» Seçki:
• ludwig wittgensteinın hatıralar'ında şöyle bahsettiği yer: cambridge'de dolaşıyorken bir kitapçının önünden geçtim; vitrinde russell, freud ve einstein'ın portreleri vardı. biraz daha ilerideki bir müzik dükkanında beethoven, schhubert ve chopin'in portrelerini gördüm. bu portreleri karşılaştırdığımda, güçlü bir biçimde, yalnızca bir yüzyıllık bir zaman diliminde insan ruhunu saran korkunç yozlaşmayı hissettim.

    (hazret bir yüz yıl daha sonrasının türkiyesinde dolaşsa kendini öldürürdü heral)
  • ielts kitapları fevkaledenin fevkinde olan yayın. sınava çok yakın sorulara sahip kesinlikle! hazırlanırken 6-7-8-9'un çözülmesi gerekir.

» Sağlanan Kayıtlar:
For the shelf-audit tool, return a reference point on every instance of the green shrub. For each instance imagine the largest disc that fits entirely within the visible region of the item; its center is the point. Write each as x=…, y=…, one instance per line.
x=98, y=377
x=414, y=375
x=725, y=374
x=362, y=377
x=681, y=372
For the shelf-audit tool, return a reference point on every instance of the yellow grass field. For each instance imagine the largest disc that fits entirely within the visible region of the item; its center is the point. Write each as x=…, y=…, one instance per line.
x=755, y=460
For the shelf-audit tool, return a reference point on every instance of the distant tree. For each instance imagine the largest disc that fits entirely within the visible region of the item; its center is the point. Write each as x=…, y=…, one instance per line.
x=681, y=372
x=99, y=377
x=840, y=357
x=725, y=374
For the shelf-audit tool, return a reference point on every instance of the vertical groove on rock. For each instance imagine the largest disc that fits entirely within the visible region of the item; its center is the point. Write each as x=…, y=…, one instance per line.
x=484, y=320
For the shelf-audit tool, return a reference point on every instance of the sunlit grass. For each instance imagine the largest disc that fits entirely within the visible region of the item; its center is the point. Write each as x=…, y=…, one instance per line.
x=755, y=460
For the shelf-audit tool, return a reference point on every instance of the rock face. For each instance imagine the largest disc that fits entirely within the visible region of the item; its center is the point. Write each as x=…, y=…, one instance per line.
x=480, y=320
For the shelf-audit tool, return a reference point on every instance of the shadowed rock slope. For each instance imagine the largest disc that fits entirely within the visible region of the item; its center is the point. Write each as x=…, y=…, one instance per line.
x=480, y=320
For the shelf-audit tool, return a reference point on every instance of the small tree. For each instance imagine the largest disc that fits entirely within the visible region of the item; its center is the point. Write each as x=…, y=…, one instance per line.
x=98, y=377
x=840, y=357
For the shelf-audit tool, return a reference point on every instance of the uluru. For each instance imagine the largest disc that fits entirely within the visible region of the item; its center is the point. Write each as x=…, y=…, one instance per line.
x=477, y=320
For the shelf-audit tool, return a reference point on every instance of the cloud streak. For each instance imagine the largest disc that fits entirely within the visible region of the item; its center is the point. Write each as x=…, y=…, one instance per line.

» İstek 1: Seçkiye göre Wittgenstein, Cambridge'deki kitapçının vitrininde kimlerin portrelerini görmüştür?
» İstek 2: Seçkiyi iki cümleyle özetleyin.
» İstek 3: Seçkiye göre Wittgenstein insan ruhunu saran yozlaşmayı neden hissetmiştir? En fazla iki cümleyle açıklayın.
Kayıtlar bu işlerde hiçbir rol oynamaz.

» Tam Çıktı 1: Russell, Freud ve Einstein'ın portrelerini görmüştür.

» Tam Çıktı 2: Wittgenstein, hatıralarında Cambridge'de bir kitapçının vitrinindeki Russell, Freud ve Einstein portrelerini bir müzik dükkanındaki bestecilerin portreleriyle karşılaştırınca yalnızca bir yüzyılda insan ruhunu saran korkunç yozlaşmayı hissettiğini anlatır. IELTS kitapları ise sınava çok yakın sorular içeren çok iyi bir yayın olarak övülür ve hazırlanırken 6, 7, 8 ve 9'un çözülmesi gerektiği belirtilir.

» Tam Çıktı 3: Kitapçının vitrinindeki Russell, Freud ve Einstein portrelerini, biraz ilerideki müzik dükkanında gördüğü Beethoven ve Chopin gibi bestecilerin portreleriyle karşılaştırmıştır. Bu karşılaştırma ona, yalnızca bir yüzyıllık zaman diliminde insan ruhunu saran korkunç yozlaşmayı güçlü bir biçimde hissettirmiştir.